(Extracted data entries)
╔══

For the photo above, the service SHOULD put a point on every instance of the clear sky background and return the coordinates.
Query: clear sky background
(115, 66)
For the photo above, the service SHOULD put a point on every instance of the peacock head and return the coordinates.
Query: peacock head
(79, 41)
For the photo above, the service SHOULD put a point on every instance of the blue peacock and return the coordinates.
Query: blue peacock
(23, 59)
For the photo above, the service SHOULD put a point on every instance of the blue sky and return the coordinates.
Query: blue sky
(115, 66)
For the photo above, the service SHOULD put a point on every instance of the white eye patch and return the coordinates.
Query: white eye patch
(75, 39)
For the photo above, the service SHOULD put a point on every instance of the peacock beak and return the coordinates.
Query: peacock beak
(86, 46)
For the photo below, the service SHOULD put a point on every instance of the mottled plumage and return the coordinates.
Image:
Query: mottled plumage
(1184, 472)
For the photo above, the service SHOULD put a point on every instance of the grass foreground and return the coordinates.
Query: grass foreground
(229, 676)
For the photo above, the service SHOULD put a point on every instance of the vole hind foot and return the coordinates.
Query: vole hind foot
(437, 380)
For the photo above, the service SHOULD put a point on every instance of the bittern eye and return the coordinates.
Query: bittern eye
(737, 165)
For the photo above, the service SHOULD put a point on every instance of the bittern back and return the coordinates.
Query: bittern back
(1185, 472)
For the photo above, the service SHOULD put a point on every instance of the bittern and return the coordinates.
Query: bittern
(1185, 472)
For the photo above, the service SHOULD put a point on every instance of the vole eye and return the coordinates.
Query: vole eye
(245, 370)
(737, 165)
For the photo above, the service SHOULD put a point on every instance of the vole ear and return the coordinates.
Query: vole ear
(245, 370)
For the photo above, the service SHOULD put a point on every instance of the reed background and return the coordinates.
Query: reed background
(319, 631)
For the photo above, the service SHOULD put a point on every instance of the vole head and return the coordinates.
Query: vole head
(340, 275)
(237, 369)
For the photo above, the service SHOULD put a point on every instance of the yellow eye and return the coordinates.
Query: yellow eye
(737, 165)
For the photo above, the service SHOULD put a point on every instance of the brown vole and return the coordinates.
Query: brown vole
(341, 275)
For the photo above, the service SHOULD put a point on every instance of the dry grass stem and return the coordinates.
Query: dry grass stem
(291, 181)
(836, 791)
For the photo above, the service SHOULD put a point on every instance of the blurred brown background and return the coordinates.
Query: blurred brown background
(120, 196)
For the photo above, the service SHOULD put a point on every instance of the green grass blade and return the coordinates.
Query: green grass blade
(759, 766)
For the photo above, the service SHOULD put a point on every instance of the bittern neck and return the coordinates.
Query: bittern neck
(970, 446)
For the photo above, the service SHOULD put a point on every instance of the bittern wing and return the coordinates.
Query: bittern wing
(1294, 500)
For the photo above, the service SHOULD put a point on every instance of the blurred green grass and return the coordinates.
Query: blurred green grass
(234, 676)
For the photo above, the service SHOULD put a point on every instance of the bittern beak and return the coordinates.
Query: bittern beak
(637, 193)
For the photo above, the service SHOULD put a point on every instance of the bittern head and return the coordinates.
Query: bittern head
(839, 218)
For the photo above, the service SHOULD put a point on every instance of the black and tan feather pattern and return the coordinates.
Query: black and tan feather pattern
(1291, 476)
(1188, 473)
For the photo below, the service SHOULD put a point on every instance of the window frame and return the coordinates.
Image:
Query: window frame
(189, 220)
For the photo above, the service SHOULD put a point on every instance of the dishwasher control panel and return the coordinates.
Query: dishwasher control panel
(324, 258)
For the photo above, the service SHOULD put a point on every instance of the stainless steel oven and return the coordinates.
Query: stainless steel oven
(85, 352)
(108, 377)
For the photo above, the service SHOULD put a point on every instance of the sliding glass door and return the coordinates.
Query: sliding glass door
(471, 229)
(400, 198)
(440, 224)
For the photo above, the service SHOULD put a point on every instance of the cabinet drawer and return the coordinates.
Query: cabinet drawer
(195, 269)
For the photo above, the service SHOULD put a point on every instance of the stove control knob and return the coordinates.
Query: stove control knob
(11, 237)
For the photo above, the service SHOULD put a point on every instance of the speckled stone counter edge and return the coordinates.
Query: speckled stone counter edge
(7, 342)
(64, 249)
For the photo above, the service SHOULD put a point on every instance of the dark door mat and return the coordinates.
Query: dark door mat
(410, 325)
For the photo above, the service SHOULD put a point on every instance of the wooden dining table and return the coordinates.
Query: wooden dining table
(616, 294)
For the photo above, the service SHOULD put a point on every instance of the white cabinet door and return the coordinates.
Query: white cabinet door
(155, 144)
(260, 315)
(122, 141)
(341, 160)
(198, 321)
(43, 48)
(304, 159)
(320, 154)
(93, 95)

╚══

## Work task
When the word "below" occurs in a line above, list that line.

## Answer for this exercise
For the photo below, the service SHOULD put a point on every instance of the mottled plumage and return the coordinates.
For the photo below, the service SHOULD put a point on every instance of the window frame and return the coordinates.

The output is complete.